*** Text under study ***

He is the co-editor of two books on the Brazilian educator, Paulo Freire (Routledge, 1993, 1994). His most recent books include Marxism Against Postmodernism in Educational Theory (with Dave Hill, Mike Cole, and Glenn Rikowski), Che Guevara, Paulo Freire, and the Pedagogy of Revolution (Rowman and Littlefield, 2000), Revolutionary Multiculturalism: Pedagogies of Dissent for the New Millenium, Westview Press, 1997; Counternarratives (with Henry Giroux, Colin Lankshear and Mike Peters), Routledge, 1997, and Critical Pedagogy and Predatory Culture, Routledge, 1995. He is also author of Life in Schools: An Introduction to Critical Pedagogy in the Foundations of Education (Longman) which is now in its fourth edition (2002 Allyn & Bacon).
From 1986 -1996, Professor McLaren co-edited a publication series, "Teacher Education and School Reform" for the State University of New York Press (with Henry Giroux) and he also co-edited the series "The Edge: Critical Studies in Educational Theory" (with Joe Kincheloe and Shirley Steinberg) from 1996-1998. He also serves on the editorial boards of Canadian, U.S., Latin American and European journals.

*** End of Text under study ***
*** Material provided ***

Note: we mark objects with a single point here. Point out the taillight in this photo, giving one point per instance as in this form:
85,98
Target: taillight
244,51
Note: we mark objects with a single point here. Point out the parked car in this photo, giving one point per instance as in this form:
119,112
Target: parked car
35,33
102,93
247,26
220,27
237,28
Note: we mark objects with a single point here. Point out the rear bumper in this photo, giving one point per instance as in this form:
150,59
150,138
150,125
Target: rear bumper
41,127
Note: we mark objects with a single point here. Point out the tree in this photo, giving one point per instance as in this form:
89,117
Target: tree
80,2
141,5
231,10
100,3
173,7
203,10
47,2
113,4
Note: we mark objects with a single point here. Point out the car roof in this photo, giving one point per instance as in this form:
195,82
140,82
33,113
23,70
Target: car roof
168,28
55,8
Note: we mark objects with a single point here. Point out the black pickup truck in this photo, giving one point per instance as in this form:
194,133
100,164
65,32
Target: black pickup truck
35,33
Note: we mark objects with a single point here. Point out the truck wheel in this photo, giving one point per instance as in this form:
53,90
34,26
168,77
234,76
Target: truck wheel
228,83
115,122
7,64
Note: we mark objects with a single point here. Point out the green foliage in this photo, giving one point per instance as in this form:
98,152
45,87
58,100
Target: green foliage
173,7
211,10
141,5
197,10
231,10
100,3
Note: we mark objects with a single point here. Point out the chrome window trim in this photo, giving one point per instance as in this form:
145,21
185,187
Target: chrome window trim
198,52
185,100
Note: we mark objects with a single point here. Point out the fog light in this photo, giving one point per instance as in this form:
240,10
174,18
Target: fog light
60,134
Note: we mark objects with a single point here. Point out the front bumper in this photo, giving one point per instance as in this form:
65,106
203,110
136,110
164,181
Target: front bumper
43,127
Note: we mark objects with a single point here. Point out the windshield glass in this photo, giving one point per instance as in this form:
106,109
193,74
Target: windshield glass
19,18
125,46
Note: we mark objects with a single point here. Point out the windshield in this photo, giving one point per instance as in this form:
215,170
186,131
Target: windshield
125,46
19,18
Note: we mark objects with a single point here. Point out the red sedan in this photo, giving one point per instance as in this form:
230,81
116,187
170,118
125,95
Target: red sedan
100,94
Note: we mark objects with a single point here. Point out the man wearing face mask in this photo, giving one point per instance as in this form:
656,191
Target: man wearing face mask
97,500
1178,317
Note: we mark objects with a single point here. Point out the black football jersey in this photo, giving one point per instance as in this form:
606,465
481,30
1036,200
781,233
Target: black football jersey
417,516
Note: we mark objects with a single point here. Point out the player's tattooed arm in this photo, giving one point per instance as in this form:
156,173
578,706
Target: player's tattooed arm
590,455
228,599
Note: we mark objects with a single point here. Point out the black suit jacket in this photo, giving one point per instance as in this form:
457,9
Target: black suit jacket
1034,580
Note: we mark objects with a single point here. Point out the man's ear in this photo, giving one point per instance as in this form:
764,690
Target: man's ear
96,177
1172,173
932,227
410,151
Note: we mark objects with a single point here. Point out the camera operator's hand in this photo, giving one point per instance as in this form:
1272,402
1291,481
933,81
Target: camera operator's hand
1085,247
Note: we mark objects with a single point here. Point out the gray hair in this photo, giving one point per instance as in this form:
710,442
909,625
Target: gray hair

*** End of Material provided ***

# Exercise goal:
For each of the following statements, state yes or no according to whether it agrees with the passage on Professor McLaren, and support each verdict with the deciding words of that passage quoted exactly. (a) Life in Schools is now in its fourth edition. (b) Professor McLaren co-edited the series "Teacher Education and School Reform" with Joe Kincheloe. (c) Revolutionary Multiculturalism was published by Routledge.

# Exercise output:
(a) Yes: "which is now in its fourth edition (2002 Allyn & Bacon)."
(b) No: "Teacher Education and School Reform" for the State University of New York Press (with Henry Giroux)."
(c) No: "Revolutionary Multiculturalism: Pedagogies of Dissent for the New Millenium, Westview Press, 1997."